# Aim:
Locate every line in the items below that contains the string "pickup", and copy each of those lines unchanged.

# Entries supplied:
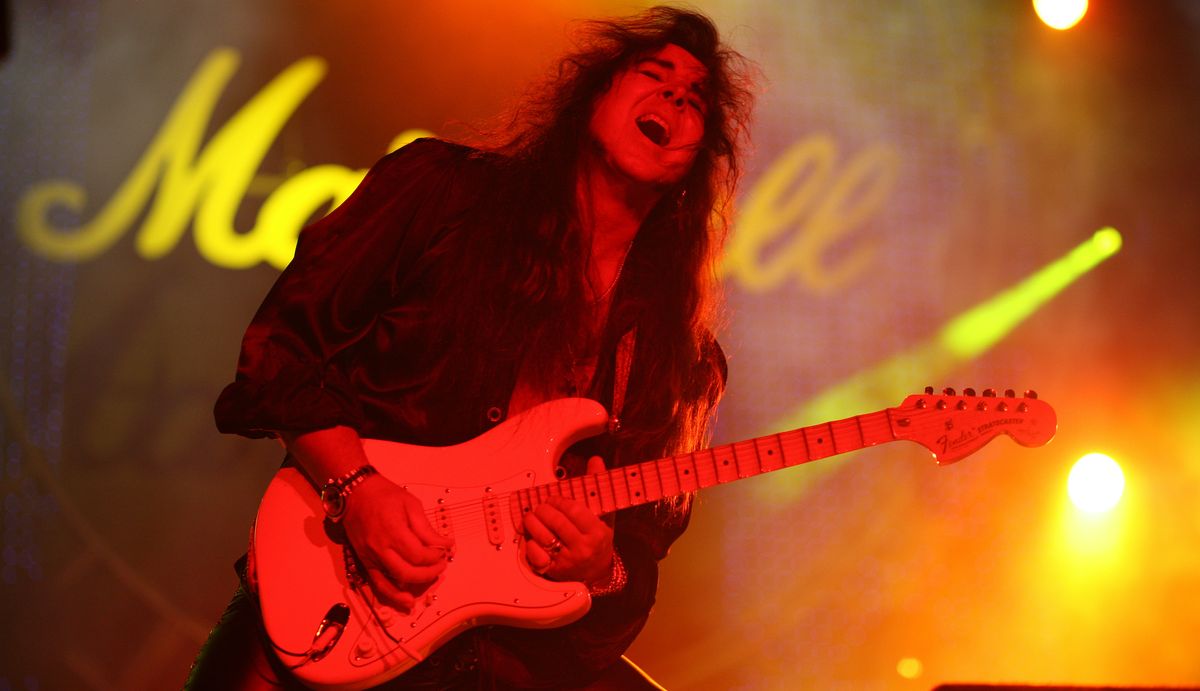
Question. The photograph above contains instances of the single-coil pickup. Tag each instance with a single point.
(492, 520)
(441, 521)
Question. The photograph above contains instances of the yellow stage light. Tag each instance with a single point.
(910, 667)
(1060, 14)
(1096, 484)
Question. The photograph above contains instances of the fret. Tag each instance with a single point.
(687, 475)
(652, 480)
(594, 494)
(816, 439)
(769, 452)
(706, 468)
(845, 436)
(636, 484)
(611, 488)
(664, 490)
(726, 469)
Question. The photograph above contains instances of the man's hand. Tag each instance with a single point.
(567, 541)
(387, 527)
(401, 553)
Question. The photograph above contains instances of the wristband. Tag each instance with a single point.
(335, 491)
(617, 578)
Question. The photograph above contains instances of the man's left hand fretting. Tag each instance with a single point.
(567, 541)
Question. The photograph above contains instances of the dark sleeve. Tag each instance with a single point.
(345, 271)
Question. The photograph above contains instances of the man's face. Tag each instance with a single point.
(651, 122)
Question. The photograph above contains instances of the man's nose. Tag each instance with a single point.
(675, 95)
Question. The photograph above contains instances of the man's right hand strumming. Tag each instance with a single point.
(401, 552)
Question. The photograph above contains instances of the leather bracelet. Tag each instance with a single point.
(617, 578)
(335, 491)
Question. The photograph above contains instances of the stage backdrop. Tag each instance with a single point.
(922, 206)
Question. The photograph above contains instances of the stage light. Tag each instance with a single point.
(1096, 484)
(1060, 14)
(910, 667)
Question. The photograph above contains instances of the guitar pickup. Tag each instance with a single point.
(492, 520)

* * *

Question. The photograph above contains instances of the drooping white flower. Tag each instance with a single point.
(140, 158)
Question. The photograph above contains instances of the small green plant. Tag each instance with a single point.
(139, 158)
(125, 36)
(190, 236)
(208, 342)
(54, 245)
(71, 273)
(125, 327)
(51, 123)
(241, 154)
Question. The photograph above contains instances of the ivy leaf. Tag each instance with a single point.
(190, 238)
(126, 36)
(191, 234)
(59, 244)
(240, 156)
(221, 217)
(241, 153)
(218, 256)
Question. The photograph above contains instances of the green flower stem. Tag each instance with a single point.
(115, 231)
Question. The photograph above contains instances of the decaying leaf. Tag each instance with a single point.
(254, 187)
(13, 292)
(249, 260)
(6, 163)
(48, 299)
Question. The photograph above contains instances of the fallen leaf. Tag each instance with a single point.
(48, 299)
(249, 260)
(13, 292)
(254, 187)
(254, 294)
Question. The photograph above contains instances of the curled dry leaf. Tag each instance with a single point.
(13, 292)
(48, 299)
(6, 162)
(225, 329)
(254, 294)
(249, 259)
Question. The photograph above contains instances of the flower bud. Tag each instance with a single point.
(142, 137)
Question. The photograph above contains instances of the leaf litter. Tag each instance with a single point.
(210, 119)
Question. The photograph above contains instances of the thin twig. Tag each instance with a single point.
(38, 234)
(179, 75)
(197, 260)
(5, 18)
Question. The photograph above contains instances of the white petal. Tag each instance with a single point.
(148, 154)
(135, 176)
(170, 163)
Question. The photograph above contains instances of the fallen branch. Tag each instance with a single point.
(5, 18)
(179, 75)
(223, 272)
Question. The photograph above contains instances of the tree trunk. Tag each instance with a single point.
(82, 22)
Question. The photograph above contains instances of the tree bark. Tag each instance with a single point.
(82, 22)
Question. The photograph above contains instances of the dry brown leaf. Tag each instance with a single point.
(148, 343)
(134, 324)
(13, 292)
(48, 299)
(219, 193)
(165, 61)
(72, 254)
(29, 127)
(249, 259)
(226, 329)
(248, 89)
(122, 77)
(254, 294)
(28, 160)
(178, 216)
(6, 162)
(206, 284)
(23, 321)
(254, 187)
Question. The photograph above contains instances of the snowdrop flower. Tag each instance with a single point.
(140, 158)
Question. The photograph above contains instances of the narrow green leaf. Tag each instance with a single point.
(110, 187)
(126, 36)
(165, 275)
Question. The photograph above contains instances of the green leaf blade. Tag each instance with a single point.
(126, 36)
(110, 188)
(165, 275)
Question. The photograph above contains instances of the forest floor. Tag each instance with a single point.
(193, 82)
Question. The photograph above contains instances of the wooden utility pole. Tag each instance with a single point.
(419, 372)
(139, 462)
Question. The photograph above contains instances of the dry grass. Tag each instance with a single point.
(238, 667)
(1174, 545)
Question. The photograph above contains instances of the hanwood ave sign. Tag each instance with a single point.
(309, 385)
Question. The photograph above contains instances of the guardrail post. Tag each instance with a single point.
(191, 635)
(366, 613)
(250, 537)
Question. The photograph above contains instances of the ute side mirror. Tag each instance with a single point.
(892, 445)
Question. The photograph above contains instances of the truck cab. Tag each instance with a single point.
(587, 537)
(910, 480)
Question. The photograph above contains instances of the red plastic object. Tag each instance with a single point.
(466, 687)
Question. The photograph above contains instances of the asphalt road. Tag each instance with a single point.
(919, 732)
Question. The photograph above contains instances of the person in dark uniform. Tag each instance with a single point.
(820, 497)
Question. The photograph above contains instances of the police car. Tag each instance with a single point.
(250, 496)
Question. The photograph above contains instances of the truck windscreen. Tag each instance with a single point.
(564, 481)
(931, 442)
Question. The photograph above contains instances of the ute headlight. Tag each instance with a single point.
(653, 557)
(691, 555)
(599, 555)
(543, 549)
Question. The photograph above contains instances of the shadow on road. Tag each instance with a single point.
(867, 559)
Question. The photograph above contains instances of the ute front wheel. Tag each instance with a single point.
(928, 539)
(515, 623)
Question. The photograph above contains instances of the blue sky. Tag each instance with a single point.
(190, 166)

...

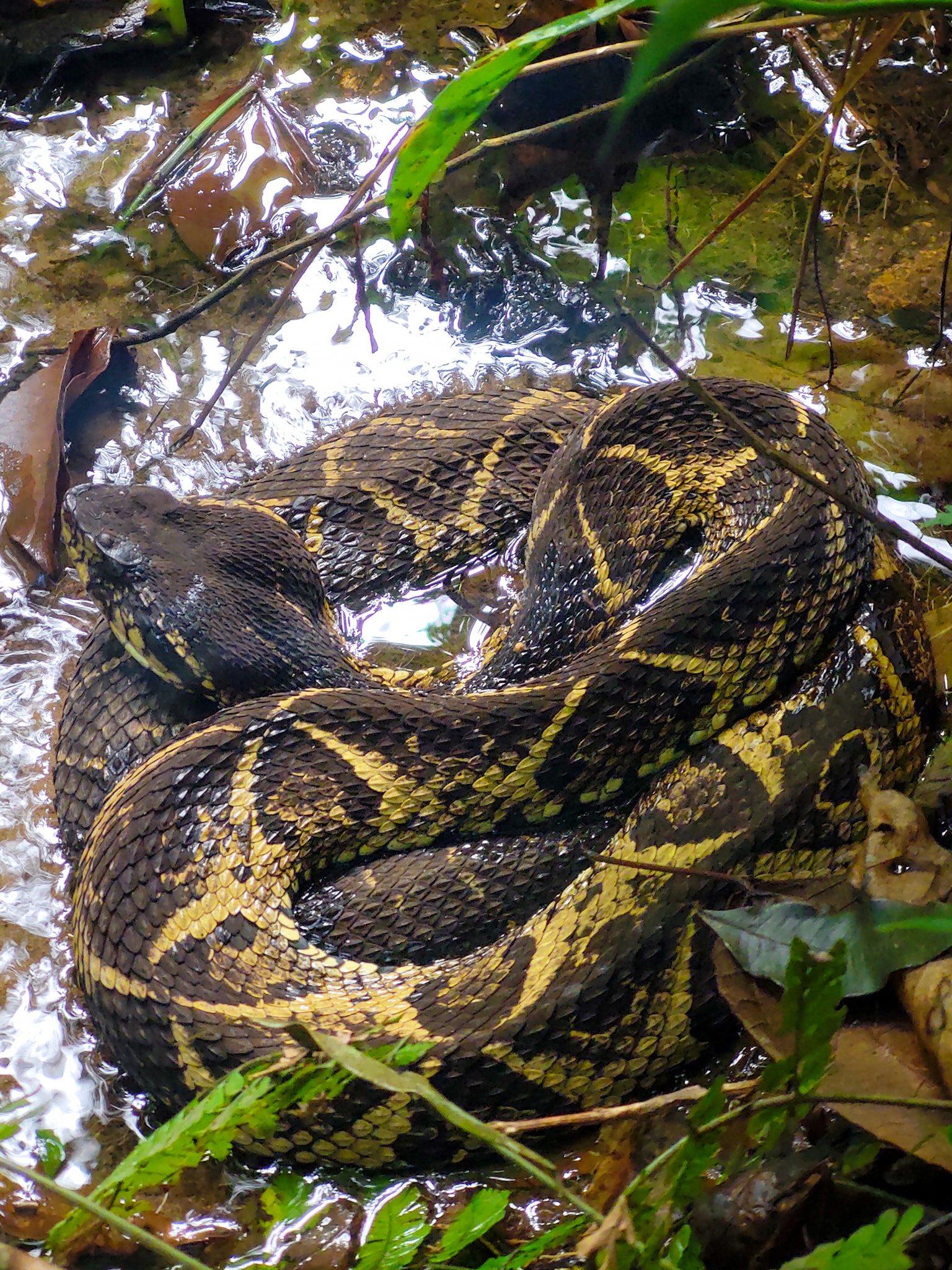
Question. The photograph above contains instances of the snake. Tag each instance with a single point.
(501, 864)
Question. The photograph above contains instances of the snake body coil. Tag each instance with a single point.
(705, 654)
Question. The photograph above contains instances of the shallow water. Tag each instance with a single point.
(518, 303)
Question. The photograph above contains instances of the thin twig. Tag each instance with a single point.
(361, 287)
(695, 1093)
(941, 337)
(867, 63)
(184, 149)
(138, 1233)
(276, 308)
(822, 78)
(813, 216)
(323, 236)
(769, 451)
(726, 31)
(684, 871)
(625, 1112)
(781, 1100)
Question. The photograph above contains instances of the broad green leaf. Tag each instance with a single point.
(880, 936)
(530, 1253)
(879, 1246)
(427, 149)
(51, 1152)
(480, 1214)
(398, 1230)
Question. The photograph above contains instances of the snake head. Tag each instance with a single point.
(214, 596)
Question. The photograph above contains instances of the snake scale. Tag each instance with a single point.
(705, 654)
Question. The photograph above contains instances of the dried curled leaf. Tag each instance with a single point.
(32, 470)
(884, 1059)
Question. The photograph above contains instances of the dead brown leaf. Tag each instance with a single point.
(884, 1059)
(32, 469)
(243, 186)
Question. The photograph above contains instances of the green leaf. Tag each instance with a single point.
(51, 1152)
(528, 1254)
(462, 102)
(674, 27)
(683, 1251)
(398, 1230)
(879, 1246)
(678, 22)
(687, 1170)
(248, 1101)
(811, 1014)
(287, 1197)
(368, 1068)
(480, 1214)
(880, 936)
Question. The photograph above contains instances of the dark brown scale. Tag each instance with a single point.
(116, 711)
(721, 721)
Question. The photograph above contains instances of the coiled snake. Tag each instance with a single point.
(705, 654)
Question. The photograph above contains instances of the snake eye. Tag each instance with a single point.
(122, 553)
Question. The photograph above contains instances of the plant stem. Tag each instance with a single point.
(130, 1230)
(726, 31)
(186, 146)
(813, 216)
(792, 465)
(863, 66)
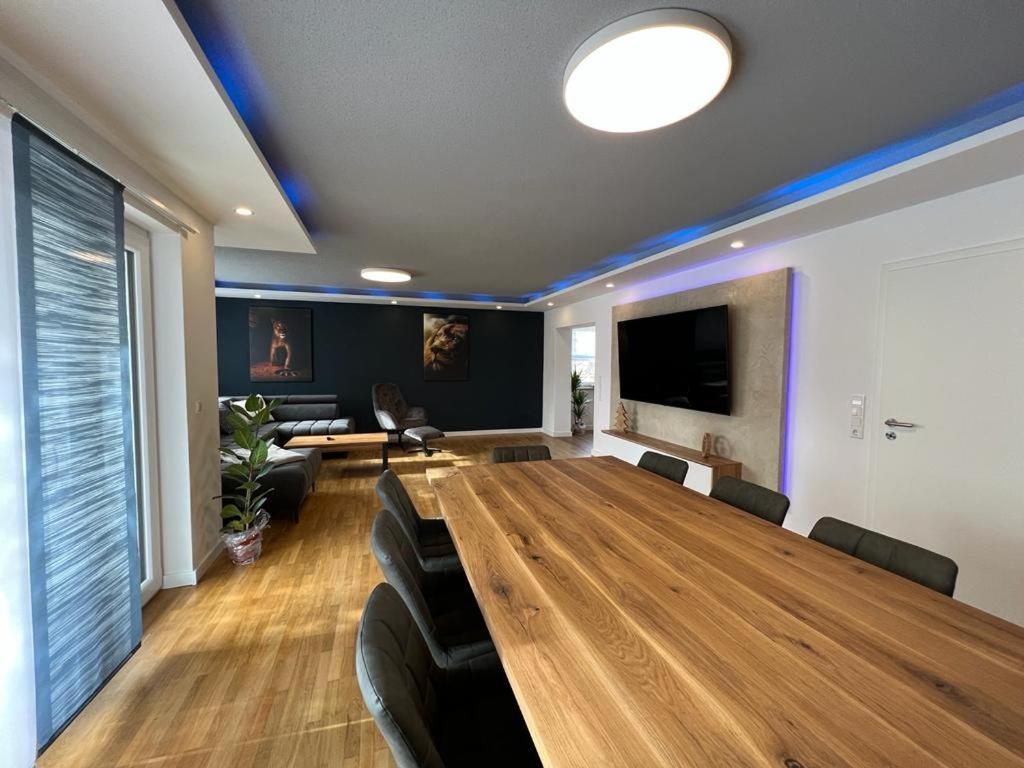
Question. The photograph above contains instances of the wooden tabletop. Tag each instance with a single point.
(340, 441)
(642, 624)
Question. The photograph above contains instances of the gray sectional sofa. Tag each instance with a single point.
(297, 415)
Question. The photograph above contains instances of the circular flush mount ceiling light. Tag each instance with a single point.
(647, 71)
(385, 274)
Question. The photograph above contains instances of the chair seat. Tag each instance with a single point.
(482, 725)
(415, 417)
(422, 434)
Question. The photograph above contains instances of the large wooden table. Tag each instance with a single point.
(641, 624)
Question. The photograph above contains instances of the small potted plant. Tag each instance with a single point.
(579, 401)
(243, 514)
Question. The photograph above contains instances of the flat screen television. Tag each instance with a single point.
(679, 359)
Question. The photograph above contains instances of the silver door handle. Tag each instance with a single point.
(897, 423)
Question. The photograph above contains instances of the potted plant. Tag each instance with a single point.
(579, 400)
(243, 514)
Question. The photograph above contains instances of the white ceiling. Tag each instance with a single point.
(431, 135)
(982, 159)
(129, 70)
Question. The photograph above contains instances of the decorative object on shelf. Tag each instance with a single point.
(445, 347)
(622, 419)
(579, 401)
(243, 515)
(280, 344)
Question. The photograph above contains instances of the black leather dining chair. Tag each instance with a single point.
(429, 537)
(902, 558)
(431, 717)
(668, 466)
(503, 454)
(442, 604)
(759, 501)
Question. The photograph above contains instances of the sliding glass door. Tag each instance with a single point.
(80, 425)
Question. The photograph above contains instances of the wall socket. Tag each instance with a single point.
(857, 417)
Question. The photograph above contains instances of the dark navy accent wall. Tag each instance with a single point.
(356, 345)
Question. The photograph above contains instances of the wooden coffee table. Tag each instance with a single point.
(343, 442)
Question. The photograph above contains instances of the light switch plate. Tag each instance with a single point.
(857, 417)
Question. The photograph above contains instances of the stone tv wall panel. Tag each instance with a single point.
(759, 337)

# Reply:
Question. The photograph above contains instances of the single-coil pickup. Tag each instance with a single point.
Question. The photograph above contains instances of the guitar pickup. Tag each instance with a single point.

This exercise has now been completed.